====== Source data ======

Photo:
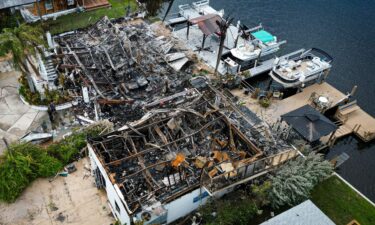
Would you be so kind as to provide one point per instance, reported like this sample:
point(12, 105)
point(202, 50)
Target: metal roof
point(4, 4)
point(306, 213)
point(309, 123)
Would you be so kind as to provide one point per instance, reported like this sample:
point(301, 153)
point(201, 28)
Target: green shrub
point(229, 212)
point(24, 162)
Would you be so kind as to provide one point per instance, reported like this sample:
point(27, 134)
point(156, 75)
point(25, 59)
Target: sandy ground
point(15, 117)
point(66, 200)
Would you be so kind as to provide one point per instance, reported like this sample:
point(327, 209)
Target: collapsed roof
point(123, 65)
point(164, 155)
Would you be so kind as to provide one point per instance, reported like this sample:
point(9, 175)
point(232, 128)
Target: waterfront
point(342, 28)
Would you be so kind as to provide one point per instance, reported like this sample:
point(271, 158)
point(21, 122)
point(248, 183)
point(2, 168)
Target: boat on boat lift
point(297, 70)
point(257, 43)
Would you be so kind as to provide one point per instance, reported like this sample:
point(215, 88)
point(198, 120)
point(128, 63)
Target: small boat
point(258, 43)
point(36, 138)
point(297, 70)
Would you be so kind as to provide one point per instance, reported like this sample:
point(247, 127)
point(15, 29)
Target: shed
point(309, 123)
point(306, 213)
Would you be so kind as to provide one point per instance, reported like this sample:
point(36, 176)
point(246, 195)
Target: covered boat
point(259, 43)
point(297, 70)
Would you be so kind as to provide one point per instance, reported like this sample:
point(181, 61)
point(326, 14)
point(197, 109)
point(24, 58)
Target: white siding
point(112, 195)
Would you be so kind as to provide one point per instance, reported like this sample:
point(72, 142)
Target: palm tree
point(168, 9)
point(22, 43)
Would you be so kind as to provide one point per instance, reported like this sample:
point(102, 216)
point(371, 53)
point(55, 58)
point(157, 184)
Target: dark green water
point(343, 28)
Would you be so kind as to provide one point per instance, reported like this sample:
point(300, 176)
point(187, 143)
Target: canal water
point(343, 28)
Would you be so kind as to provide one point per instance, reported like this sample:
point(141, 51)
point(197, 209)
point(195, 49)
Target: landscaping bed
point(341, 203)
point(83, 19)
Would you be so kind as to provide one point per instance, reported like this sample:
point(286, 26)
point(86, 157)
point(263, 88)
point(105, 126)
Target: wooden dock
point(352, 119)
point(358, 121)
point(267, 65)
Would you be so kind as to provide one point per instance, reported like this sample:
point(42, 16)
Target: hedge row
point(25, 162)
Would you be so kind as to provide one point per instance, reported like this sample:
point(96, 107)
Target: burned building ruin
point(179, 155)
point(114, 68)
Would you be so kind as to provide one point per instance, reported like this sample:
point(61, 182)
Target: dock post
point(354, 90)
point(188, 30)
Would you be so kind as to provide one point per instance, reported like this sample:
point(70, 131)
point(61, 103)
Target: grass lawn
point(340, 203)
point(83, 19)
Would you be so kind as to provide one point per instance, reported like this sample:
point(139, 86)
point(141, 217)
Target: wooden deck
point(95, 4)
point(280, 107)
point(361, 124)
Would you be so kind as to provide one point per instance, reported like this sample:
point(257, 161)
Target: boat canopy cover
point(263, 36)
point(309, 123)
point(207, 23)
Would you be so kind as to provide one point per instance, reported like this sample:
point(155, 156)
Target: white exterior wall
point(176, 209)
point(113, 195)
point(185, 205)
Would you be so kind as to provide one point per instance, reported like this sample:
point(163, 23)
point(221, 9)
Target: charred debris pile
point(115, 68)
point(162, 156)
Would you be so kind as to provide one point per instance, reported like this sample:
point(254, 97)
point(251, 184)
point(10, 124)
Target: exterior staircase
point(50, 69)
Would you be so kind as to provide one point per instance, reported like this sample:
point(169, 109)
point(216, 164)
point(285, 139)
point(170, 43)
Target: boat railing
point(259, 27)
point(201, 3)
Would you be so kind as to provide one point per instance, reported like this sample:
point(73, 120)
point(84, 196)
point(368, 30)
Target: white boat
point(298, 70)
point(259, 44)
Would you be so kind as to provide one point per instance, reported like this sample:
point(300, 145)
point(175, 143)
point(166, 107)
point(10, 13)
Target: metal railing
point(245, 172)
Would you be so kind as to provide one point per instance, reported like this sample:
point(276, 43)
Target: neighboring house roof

======

What the exercise asks: Would you please output each record exactly, leaving the images out?

Output for this task:
Photo:
Would you be so kind as to provide one point per instance, reported like this sample:
point(12, 105)
point(202, 50)
Target: metal roof
point(4, 4)
point(306, 213)
point(309, 123)
Would you be so kind as to provide one point per instance, reported like this sample:
point(301, 153)
point(201, 28)
Target: green shrub
point(229, 212)
point(24, 162)
Would you be so kind as to provide one point per instance, reported like this sample:
point(27, 134)
point(156, 75)
point(25, 59)
Target: sandy ground
point(15, 117)
point(66, 200)
Would you be so kind as to provide one point per instance, reported like this sample:
point(327, 209)
Target: collapsed roof
point(123, 65)
point(164, 155)
Would you be so kind as to provide one point per instance, reported like this sample:
point(9, 175)
point(232, 128)
Target: waterfront
point(342, 28)
Would you be so kind as to provide one point per instance, reported like this sample:
point(271, 158)
point(21, 122)
point(248, 183)
point(2, 168)
Target: boat on boat lift
point(297, 70)
point(257, 43)
Would you be so kind as to provide one point per instance, reported like this sample:
point(215, 88)
point(198, 120)
point(128, 63)
Target: small boat
point(258, 43)
point(36, 138)
point(297, 70)
Would you be so kind as to provide one point per instance, reported like this sample:
point(247, 127)
point(15, 29)
Target: shed
point(309, 123)
point(306, 213)
Would you be so kind as to provide one point per instance, reported like this sample:
point(36, 176)
point(246, 195)
Target: covered boat
point(259, 43)
point(297, 70)
Would you be so kind as to provide one point per instance, reported like this sample:
point(181, 61)
point(326, 14)
point(197, 109)
point(24, 58)
Target: white siding
point(112, 195)
Would you be so kind as to provide one point per instance, reported like this sample:
point(72, 142)
Target: palm tree
point(168, 9)
point(22, 43)
Would you be so kind as to provide one point per instance, reported like this sample:
point(102, 216)
point(371, 53)
point(55, 58)
point(157, 184)
Target: dark green water
point(343, 28)
Would you be so kind as to provide one point per instance, reported like this sample:
point(300, 176)
point(187, 143)
Target: canal water
point(343, 28)
Would you be so kind as to provide one point per instance, reported like this sample:
point(141, 51)
point(197, 209)
point(195, 49)
Target: landscaping bed
point(341, 203)
point(83, 19)
Would you be so kind as to provide one point per instance, reported like this sample:
point(286, 26)
point(86, 157)
point(263, 88)
point(105, 126)
Target: wooden dock
point(352, 119)
point(358, 121)
point(267, 65)
Would you be so kind as to provide one point per instance, reported like this sample:
point(42, 16)
Target: hedge row
point(25, 162)
Would you be so kind as to provide one point per instance, reported like this sample:
point(96, 107)
Target: burned building ruin
point(179, 155)
point(114, 68)
Would you be so kind as to provide one point per instance, reported like this sample:
point(61, 182)
Target: dock post
point(354, 90)
point(188, 30)
Would you be so kind as to provide one point per instance, reported like this sample:
point(70, 131)
point(61, 103)
Target: grass lawn
point(340, 203)
point(83, 19)
Would you be so kind as to provide one point per instance, reported like this sample:
point(139, 86)
point(141, 217)
Target: wooden deck
point(95, 4)
point(280, 107)
point(361, 124)
Would you be so kind as to provide one point per instance, reported like this sample:
point(257, 161)
Target: boat canopy cover
point(263, 36)
point(309, 123)
point(207, 23)
Would you be so kind as to provide one point per instance, reported like this sample:
point(155, 156)
Target: white exterior wall
point(176, 209)
point(113, 195)
point(185, 205)
Would you be so kind as to provide one point per instance, reported like this sample:
point(163, 23)
point(221, 9)
Target: charred debris pile
point(115, 68)
point(162, 156)
Would you be so kind as to provide one point per instance, reported like this sample:
point(254, 97)
point(251, 184)
point(10, 124)
Target: exterior staircase
point(50, 69)
Would you be so kind as to provide one point per instance, reported like this sample:
point(169, 109)
point(216, 164)
point(285, 139)
point(170, 43)
Target: boat railing
point(259, 27)
point(201, 3)
Would you be so kind as to provide one point per instance, reported like this sample:
point(73, 120)
point(84, 196)
point(368, 30)
Target: white boat
point(298, 70)
point(259, 44)
Would you be so kind as to provide one point per instance, reported like this sample:
point(300, 145)
point(175, 143)
point(166, 107)
point(10, 13)
Target: metal railing
point(245, 172)
Would you be so kind as to provide one point per instance, reported like this sample:
point(276, 43)
Target: neighboring house roof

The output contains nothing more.